The thought of an infectious epidemic spreading across the United States seems unthinkable, but in the 1980s the AIDS epidemic made this horrific possibility a reality.
“Dallas Buyers Club” tells the true story of Ron Woodroof (Matthew McConaughey), a cowboy from Dallas who finds himself nearly broke, HIV positive and with only 30 days to live.
Faced with discrimination from those around him who were once his friends, Woodroof skips town in search of help to extend his life expectancy.
He works his way around the United States healthcare system and obtains un-FDA approved drugs from Mexico to treat him and other AIDS patients in need. Because selling unapproved drugs in the U.S. is illegal under federal law, Woodroof starts the Dallas Buyers Club, where the memberships are bought, but the drugs are free.
In a sense it is a story of redemption. A man who has spent his entire promiscuous life hating those who are different finds himself helping those very people in order to give his life some meaning.
The film openly confronts the issue of homophobia, particularly targeting the subject in rural America. This perspective is particularly compelling and interesting, because it challenges the misconceptions surrounding homosexuals and transsexuals during the AIDS epidemic.

━━━━━━━━

● EXERCISE SET:
**1.** Copy the section of the "Dallas Buyers Club" review from "The thought of" up to and including "possibility a reality.", keeping it word for word.
**2.** Proceed with the "Dallas Buyers Club" review, starting right after its final sentence.

━━━━━━━━

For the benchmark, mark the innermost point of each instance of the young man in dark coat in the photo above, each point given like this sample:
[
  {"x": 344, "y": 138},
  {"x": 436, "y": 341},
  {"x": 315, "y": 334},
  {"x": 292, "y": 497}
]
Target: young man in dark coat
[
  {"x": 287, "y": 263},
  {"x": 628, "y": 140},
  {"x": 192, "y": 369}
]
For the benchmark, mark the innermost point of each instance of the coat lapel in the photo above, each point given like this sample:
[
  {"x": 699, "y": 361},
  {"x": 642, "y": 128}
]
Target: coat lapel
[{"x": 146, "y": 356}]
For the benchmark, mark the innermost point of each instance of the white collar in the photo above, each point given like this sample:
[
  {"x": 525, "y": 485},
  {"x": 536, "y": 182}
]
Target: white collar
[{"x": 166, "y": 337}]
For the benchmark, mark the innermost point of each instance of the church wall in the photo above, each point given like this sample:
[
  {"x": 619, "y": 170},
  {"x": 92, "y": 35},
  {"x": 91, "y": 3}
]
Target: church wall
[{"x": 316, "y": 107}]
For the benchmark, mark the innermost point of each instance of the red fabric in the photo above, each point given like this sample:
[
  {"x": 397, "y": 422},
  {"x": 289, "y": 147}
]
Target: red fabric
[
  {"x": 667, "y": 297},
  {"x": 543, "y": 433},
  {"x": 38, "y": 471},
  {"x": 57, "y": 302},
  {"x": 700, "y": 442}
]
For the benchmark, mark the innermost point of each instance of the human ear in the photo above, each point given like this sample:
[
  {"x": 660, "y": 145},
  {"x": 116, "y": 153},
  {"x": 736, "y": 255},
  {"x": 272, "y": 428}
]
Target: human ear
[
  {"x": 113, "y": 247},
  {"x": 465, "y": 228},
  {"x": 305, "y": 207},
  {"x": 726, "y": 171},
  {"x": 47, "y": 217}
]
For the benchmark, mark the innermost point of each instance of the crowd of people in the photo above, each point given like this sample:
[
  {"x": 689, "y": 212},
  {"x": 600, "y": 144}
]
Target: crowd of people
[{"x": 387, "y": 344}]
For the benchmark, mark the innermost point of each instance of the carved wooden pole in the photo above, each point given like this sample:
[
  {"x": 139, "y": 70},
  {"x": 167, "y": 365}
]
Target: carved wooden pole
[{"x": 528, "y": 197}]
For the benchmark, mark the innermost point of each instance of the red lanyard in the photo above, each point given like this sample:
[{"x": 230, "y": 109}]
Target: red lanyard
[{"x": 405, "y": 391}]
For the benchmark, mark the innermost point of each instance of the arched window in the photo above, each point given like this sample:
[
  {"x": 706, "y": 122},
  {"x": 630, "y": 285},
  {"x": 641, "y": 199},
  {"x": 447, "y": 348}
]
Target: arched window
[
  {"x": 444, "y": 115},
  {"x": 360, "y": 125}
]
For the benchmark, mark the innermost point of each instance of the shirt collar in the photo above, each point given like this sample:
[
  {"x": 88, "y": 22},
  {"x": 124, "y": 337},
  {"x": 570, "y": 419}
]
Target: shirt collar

━━━━━━━━

● RESULTS OF THE TASKS:
**1.**
The thought of an infectious epidemic spreading across the United States seems unthinkable, but in the 1980s the AIDS epidemic made this horrific possibility a reality.

**2.**
Although the film does not concern gay rights, it still makes a statement. It also questions the ethics of the healthcare industry and the way certain drugs are promoted over others.
Matthew McConaughey, Jared Leto and Jennifer Garner bring the film to life with their amazing acting abilities and superior dramatic power. The film is excellent, but what makes it truly special is the acting.
Leto’s portrayal of Rayon, a transsexual, is nothing short of astounding. He completely immerses himself in the role and becomes the character. From the inflections in his voice to his uncannily feminine body language, Leto captures all the delicate subtleties of a transgender individual.
McConaughey and Leto’s performances are easily some of the best in recent years. Both actors embody their characters to such a point that as a viewer one forgets the two of them are acting at all.
The movie’s two Academy Awards for Best Actor and Best Supporting Actor were incredibly well deserved. Both performances essentially blew the competition out of the water.
The film also took away the Academy Award for best Makeup and Hairstyling for the astounding way it transformed Leto’s angular male features into a strikingly feminine face.
Due to its nudity, crude language and overall sexually orientated nature, this movie is not suited for all viewers and is definitely tailored towards mature audiences.
Although somewhat long, the film is very compelling and entertaining. If for no other reason, it is worth watching simply because of the superb acting performances.
“Dallas Buyers Club” is a gritty, engaging and touching film about how a predicament can sometimes unite people and bring out the best in all individuals.